> [Exercise prompt]
In the records below, locate the line containing "the baseball cleat"; output that line and every following line through the last, exactly.
===============
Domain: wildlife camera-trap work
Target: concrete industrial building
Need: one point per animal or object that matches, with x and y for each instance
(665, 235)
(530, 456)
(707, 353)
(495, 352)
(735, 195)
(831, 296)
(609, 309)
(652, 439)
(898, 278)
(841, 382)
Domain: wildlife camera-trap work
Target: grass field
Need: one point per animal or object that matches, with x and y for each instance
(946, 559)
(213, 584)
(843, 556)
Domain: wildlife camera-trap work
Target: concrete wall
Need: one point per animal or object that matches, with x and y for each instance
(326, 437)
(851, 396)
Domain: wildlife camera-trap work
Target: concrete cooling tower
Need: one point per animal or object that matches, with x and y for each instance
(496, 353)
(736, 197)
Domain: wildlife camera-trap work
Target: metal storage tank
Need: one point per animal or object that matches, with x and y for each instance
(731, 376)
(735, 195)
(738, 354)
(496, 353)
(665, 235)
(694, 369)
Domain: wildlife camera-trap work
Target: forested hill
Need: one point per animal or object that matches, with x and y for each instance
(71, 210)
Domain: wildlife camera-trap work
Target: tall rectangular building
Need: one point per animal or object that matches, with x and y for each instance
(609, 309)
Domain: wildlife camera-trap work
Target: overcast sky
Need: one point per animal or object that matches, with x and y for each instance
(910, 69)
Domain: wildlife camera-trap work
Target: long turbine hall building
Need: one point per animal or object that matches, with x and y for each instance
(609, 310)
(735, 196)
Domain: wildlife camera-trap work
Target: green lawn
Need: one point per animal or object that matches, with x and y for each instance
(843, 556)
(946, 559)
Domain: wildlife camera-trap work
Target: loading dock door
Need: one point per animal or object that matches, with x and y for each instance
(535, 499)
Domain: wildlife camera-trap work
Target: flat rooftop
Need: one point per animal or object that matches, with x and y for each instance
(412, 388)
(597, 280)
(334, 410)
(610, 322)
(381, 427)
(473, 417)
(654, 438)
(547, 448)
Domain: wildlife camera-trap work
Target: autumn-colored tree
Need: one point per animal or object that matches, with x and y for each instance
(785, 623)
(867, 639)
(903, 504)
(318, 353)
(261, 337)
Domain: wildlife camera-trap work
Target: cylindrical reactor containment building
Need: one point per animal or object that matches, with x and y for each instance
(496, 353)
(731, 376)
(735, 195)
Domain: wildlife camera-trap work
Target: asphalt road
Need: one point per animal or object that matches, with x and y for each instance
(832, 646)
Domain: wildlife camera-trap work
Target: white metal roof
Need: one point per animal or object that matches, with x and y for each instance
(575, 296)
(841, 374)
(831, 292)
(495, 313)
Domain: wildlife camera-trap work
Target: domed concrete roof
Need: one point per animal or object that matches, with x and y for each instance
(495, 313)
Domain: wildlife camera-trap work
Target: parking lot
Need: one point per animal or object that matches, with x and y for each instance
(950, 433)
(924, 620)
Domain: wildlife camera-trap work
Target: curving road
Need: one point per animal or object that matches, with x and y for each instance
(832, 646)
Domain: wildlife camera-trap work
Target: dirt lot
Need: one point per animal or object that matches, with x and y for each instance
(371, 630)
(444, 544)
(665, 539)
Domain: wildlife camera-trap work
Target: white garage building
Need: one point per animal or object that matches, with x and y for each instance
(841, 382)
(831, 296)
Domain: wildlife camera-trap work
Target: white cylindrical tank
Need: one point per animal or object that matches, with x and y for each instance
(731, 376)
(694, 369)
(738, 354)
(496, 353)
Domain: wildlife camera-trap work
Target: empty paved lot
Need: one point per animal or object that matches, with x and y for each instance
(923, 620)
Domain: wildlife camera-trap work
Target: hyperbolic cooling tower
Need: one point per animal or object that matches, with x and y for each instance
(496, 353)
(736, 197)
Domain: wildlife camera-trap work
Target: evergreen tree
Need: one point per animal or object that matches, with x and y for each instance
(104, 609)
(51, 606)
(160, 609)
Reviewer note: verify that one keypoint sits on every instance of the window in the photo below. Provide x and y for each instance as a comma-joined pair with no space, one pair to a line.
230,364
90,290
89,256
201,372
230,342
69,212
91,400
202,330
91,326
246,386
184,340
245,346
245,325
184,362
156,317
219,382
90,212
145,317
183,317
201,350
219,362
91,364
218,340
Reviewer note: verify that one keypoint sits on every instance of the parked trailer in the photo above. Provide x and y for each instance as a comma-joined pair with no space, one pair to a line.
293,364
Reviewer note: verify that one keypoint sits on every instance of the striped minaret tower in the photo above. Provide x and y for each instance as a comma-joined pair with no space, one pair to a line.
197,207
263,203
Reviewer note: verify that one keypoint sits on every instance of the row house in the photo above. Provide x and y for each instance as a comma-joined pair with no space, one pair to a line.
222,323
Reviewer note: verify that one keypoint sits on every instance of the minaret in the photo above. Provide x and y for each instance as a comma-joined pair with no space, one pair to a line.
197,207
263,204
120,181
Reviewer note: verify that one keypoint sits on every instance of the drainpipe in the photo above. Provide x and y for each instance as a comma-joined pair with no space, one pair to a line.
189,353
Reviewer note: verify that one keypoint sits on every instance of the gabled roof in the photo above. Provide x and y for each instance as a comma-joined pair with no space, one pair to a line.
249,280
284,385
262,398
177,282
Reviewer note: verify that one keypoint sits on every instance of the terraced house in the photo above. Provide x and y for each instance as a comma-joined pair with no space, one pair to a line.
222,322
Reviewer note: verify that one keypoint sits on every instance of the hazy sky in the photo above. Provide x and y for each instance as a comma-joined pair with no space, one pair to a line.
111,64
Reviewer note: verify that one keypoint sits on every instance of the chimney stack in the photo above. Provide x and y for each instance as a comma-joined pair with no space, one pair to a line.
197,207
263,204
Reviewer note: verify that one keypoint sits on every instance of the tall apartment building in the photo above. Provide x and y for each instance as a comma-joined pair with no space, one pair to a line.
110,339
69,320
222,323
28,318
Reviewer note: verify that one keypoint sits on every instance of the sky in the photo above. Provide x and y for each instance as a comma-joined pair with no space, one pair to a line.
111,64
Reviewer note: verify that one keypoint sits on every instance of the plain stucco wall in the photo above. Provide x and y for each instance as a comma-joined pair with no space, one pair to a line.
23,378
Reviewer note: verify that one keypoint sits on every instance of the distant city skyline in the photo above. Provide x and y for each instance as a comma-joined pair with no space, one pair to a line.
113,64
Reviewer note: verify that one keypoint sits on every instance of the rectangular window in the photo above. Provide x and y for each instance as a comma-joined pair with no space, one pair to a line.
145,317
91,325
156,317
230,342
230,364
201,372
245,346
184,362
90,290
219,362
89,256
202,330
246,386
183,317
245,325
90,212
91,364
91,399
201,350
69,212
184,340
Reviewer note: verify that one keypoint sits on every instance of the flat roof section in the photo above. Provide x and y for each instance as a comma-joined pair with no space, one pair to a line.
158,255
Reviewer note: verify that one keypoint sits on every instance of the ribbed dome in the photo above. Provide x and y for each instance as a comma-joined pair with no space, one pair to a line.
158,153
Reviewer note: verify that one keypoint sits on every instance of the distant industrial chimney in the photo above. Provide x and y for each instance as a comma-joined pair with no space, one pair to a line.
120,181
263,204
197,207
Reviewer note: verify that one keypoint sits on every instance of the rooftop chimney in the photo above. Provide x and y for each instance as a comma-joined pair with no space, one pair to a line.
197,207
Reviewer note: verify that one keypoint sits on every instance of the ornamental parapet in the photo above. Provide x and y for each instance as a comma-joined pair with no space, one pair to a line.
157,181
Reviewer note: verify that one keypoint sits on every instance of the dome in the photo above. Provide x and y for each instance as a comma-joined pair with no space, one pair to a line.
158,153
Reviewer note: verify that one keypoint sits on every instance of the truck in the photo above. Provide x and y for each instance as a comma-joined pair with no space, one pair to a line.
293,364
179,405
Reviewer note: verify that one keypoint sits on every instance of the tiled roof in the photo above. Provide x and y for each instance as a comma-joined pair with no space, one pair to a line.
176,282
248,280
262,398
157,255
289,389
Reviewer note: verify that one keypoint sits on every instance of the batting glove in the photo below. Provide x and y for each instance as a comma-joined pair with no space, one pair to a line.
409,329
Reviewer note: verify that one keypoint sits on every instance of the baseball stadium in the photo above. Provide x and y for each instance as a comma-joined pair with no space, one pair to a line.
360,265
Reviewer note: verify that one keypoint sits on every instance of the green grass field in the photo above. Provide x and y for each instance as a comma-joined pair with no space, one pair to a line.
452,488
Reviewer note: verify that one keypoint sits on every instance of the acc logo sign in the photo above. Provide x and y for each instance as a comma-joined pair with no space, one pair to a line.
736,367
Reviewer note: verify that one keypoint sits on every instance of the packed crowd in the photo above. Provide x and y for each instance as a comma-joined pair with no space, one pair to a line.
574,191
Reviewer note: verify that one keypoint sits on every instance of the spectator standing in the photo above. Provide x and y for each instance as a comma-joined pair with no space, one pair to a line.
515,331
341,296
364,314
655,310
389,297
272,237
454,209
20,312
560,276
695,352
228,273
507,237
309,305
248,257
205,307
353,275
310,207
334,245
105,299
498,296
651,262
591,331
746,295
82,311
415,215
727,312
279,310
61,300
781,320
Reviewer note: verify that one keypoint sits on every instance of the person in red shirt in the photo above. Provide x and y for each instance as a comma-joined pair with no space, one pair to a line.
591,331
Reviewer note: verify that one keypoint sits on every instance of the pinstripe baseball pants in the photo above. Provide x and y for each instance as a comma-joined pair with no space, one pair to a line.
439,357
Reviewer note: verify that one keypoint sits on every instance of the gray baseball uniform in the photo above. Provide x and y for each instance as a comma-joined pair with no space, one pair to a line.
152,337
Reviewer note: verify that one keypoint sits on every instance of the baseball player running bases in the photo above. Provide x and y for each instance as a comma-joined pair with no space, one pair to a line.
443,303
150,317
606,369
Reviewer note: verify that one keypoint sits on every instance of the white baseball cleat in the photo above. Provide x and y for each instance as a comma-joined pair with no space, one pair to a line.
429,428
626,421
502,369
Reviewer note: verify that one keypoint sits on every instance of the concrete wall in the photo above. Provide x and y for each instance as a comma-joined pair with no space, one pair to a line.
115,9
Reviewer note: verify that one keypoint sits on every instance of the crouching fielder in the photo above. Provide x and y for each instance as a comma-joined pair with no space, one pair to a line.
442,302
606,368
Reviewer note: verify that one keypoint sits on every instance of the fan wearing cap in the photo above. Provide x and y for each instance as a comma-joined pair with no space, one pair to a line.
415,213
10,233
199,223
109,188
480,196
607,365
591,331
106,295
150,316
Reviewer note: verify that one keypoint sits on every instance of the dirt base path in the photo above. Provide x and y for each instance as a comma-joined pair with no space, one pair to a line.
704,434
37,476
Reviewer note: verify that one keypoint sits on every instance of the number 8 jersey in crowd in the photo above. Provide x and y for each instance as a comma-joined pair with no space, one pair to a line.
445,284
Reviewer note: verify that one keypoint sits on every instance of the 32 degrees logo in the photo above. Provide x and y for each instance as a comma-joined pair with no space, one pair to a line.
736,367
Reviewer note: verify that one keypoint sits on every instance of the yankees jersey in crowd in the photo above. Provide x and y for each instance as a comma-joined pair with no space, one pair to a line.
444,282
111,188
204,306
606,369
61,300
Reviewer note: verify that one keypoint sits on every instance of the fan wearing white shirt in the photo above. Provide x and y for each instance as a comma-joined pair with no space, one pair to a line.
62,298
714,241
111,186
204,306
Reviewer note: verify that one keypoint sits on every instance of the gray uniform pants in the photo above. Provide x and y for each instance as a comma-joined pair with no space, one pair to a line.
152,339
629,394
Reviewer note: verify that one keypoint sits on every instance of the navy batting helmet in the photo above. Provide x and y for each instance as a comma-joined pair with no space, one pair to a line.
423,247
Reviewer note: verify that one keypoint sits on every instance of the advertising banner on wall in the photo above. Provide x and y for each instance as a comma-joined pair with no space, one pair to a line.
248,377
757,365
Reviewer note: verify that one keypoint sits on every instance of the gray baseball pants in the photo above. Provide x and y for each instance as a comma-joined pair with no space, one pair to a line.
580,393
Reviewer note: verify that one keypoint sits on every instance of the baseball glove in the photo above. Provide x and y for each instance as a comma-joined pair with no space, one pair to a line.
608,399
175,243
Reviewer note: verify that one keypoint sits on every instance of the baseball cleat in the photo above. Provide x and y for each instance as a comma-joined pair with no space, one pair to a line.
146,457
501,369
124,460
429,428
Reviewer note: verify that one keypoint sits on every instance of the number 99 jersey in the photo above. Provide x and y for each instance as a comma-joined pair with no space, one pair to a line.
===============
> [Solution below]
Reviewer note: verify that one keypoint sits on every instance of the baseball cleat in the photo above. Provide x and y for each instance as a comma-joined pair with no space, one pair to a line.
146,457
501,369
124,460
429,428
Reviewer note: verify that one keypoint sits on every instance of the number 99 jersey in the photo above. Provide x and y for each instance as a comma-joined pair with no space, one pair to a line.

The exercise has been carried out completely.